>> Start Records

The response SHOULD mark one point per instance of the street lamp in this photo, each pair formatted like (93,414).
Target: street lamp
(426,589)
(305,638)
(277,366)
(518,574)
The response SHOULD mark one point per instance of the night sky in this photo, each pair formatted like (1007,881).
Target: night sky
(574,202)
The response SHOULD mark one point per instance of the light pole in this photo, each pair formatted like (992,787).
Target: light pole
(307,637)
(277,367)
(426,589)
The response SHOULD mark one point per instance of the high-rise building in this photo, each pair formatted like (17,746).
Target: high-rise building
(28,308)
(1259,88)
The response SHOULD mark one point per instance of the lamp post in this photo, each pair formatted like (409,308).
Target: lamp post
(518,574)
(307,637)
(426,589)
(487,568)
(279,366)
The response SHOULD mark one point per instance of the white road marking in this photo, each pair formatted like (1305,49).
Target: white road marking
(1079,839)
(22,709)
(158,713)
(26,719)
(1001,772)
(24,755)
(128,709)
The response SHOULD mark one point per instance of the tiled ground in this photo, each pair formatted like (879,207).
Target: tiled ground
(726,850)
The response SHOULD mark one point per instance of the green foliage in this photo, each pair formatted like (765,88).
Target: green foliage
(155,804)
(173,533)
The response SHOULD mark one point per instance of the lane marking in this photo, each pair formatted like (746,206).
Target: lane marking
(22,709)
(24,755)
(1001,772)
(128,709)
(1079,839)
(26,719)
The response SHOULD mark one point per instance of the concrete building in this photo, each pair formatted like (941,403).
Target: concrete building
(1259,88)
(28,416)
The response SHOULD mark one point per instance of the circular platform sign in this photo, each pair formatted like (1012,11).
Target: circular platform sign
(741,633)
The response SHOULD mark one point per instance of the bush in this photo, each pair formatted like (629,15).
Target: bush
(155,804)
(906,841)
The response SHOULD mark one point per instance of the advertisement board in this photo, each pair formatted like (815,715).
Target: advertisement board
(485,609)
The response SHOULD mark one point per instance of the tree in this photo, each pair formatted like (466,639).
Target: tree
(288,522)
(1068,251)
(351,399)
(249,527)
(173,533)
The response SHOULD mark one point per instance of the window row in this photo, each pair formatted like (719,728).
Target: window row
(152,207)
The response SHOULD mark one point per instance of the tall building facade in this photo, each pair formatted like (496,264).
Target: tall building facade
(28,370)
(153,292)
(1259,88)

>> End Records

### Your task
Write out again, exactly, the lines from the one holding "The response SHOULD mark one point per instance of the white" through the end of the listing, with both ends included.

### The solution
The response SHOULD mark one point per instance of the white road marking in this photo, each pair formatted like (1305,49).
Target: white road marking
(1079,839)
(22,709)
(158,713)
(26,719)
(1001,772)
(24,755)
(128,709)
The response SHOULD mark one point per instance of the tiled ground in this photo, each pair formatted like (879,207).
Target: tiled ground
(726,850)
The response SHOULD mark one point per instance of the green foliage in this photo, each pair formatted like (765,88).
Target: green foliage
(155,804)
(173,533)
The response SHOULD mark one point per instance of the lane marking in this photo, each pair formatted like (746,206).
Target: lane marking
(22,709)
(24,755)
(1001,772)
(128,709)
(1079,839)
(26,719)
The response SHOULD mark one point per instance of the concrete building in this photo, each pair formatted like (941,403).
Target: concrete building
(1259,88)
(28,416)
The response SHOULD mark one point per instance of the circular platform sign in this photo, each pair formatted like (1012,11).
Target: circular platform sign
(741,633)
The response SHOULD mark one point per instance of the bush in this photo, each pair formatted like (629,15).
Target: bush
(155,804)
(906,841)
The response SHOULD mark one point per instance of the advertisement board in this photo, each pair formatted like (815,715).
Target: advertisement board
(485,609)
The response SHOULD mark one point per instance of the tree in this photo, each pair formatted like (466,639).
Target: tree
(288,522)
(1068,251)
(351,399)
(249,527)
(173,533)
The response SHOULD mark one point per instance of the window row in this photo, each pair formatted like (719,728).
Target: window row
(152,207)
The response SHOULD mark one point per instance of the tall building facade in this photo, each pair formatted like (496,264).
Target: tall building facade
(28,370)
(153,292)
(1259,88)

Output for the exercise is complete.